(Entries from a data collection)
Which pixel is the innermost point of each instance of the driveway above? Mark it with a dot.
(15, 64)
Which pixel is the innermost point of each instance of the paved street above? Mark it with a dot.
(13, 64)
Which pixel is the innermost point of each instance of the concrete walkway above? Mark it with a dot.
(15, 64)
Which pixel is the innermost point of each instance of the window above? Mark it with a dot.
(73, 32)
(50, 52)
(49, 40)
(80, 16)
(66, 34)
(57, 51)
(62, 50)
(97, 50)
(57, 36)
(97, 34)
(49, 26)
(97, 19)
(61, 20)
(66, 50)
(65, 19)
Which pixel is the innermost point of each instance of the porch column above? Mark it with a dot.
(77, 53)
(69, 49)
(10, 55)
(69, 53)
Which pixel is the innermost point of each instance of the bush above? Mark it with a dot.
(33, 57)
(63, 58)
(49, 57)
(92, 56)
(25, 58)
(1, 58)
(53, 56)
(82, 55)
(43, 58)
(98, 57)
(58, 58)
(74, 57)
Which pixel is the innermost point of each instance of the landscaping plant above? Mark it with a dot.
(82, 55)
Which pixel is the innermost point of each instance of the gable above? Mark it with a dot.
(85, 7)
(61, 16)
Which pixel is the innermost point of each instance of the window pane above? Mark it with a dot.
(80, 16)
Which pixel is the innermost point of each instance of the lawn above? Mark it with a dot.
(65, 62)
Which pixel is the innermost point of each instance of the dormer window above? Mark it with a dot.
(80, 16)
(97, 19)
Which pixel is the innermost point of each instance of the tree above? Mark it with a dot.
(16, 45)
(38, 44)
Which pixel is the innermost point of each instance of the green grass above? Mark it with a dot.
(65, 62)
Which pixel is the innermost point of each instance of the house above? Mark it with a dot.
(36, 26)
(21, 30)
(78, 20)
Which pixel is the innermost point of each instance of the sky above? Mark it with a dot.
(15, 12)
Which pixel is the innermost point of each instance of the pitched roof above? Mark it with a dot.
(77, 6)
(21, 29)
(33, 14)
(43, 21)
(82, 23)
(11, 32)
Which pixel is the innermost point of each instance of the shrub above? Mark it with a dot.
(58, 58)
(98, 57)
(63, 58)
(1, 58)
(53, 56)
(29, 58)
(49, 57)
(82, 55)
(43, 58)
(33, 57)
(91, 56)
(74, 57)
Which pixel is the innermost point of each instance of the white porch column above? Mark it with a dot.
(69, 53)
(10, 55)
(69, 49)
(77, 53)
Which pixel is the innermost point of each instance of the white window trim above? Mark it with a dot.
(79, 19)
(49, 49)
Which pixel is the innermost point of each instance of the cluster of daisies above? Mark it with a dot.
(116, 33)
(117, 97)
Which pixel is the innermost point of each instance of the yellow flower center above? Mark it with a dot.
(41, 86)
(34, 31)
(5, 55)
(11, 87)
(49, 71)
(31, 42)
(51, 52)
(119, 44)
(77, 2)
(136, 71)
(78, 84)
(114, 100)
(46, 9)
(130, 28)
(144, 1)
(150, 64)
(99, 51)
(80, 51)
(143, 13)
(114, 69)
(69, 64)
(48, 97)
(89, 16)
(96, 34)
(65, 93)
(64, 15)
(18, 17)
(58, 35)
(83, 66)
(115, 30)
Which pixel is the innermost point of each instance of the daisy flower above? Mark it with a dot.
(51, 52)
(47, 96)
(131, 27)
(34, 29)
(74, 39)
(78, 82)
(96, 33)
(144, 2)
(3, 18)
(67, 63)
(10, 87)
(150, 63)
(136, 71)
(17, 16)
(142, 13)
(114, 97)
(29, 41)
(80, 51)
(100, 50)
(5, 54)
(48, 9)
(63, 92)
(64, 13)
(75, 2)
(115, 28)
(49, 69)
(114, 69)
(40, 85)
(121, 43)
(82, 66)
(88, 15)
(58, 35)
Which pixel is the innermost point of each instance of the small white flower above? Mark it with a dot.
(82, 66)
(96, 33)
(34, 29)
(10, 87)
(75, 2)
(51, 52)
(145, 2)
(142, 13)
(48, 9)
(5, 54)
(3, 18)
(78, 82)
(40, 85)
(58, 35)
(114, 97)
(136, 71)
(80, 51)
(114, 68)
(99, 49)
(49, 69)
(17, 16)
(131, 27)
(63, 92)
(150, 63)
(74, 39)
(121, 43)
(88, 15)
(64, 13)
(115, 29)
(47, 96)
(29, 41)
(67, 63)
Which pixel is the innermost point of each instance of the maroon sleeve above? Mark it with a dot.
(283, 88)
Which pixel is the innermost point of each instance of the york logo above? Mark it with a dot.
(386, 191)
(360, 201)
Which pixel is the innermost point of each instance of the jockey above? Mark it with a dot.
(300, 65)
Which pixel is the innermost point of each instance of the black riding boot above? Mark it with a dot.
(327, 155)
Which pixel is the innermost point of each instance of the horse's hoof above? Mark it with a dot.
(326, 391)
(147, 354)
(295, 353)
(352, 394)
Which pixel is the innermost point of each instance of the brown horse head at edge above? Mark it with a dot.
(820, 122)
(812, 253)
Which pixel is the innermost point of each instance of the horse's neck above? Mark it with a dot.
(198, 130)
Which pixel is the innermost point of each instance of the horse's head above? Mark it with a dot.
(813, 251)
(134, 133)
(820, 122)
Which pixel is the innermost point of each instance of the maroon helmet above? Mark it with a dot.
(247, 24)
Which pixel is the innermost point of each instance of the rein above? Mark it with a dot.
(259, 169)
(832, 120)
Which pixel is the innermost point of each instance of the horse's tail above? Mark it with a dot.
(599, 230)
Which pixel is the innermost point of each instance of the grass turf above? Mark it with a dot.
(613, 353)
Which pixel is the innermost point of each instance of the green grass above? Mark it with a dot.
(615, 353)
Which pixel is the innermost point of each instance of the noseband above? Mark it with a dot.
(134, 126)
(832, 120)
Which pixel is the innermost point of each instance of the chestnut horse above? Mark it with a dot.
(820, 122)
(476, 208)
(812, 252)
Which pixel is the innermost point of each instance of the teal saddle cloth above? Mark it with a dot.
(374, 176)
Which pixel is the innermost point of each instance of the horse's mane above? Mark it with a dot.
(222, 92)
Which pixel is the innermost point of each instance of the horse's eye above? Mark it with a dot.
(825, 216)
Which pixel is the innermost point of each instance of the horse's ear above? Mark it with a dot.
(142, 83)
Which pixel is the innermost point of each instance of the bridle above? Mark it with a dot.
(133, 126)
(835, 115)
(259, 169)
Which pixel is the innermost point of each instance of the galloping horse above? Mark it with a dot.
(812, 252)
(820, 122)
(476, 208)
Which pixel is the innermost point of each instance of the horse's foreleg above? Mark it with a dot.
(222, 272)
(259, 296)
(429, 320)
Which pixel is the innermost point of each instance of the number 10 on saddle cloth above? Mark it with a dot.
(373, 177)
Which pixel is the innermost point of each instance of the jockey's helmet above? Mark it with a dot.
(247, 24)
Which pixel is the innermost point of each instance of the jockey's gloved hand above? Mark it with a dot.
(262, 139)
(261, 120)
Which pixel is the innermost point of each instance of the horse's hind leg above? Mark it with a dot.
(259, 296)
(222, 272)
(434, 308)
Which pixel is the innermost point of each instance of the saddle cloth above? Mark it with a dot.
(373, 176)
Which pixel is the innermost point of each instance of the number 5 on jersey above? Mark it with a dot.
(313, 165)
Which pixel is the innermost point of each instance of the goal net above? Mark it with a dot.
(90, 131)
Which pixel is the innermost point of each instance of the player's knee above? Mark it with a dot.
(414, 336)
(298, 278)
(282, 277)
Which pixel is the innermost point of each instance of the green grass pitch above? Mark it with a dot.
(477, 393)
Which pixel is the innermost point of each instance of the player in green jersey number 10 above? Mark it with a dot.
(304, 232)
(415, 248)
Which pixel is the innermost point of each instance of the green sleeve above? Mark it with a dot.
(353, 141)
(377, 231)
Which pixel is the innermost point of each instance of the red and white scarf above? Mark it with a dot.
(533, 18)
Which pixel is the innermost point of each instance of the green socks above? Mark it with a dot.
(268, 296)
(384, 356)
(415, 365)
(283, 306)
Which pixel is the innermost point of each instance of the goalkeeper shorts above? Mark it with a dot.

# Exercise task:
Repeat the entries starting at the line containing "green sleeve above? Mark it with a dot." and ending at the end of the entries, substituting "white" for "green" and leaving everything else unchanged.

# Response:
Which pixel is the innermost point of each instance of the white sleeve above? Mark it with a dot.
(353, 141)
(377, 231)
Which pixel is the innermost point of each instance of the red and white scarf above? Mark it with a dot.
(533, 18)
Which pixel is the innermost point of each instance of the white socks above? Mark it with a dot.
(268, 296)
(384, 356)
(415, 365)
(283, 306)
Which pixel is the innermost point of each instance of the goalkeeper shorts above? Mark it with a dot.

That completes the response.